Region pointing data
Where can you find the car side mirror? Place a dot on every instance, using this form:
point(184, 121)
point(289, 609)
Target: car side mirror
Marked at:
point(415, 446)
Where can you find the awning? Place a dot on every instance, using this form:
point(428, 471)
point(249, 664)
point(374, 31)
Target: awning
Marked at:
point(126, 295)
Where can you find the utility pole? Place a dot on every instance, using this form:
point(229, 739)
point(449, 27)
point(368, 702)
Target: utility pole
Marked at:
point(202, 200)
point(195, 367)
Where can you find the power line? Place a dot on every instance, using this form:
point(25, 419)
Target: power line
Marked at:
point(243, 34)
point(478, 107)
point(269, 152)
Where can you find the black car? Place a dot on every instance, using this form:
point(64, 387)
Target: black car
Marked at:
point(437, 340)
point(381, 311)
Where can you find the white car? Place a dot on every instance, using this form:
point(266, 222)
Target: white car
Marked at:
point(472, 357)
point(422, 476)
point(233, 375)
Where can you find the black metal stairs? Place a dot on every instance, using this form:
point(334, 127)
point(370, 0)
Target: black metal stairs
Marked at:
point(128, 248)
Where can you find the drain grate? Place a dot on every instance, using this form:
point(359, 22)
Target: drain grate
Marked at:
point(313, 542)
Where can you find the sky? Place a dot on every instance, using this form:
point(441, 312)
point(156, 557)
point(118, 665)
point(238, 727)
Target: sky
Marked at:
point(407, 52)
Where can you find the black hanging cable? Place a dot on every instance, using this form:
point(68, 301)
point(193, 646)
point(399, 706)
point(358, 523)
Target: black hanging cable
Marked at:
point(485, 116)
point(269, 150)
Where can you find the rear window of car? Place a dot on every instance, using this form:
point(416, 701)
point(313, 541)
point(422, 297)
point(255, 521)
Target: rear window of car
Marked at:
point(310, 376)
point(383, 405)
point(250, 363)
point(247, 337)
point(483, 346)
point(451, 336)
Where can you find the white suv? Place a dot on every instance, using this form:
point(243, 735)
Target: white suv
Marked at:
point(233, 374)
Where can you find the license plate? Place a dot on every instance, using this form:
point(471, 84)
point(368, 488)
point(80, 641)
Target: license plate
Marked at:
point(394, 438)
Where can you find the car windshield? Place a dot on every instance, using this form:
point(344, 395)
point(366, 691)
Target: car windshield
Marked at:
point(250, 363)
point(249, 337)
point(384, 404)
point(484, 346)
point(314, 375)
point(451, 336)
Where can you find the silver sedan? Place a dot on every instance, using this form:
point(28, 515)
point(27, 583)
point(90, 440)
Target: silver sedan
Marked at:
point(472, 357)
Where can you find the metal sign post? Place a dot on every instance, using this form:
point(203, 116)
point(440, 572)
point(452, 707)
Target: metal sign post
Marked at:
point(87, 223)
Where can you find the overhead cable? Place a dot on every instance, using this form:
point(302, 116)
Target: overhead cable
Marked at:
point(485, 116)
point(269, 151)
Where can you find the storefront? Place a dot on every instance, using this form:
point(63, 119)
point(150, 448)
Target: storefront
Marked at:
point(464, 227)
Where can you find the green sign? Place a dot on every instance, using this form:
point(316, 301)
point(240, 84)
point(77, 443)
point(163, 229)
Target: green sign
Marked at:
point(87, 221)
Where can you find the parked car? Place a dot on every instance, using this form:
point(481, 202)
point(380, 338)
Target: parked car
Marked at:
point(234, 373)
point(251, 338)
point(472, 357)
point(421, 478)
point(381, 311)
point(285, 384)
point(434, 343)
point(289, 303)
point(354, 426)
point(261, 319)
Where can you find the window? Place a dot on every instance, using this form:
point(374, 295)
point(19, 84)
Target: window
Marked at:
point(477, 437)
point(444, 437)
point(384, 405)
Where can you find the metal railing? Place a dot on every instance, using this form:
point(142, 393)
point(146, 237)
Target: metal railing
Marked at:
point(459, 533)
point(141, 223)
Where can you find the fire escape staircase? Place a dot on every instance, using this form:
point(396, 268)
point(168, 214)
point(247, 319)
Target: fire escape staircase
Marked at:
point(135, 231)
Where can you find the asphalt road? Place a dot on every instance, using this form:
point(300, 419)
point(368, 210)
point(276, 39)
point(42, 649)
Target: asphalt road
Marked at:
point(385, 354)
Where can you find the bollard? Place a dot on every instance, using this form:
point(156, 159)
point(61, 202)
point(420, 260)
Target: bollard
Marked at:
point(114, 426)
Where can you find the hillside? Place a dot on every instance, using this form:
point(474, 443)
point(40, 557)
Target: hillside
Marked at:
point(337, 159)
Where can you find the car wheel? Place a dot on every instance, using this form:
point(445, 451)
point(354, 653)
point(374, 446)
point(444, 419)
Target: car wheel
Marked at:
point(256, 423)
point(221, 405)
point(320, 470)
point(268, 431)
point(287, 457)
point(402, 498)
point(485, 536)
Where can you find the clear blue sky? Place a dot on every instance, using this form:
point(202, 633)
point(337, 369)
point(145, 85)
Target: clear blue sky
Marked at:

WORK TO COMPLETE: Take the lines from the top of the data through the one that contains "point(25, 419)" and copy them exactly, leaving out every line after it.

RESPONSE BELOW:
Where can you find the car side mirror? Place a dot on every instance, using this form:
point(184, 121)
point(289, 609)
Target: car side mirror
Marked at:
point(415, 446)
Where can you find the awning? Place a dot on every instance, using this form:
point(428, 471)
point(249, 664)
point(374, 31)
Target: awning
Marked at:
point(126, 295)
Where can you find the utility pole? Place a dot on every instance, using this form:
point(229, 739)
point(449, 27)
point(368, 702)
Target: utility pole
Marked at:
point(202, 200)
point(195, 367)
Where can you find the power line? Place a dot on every instance, using this form:
point(25, 419)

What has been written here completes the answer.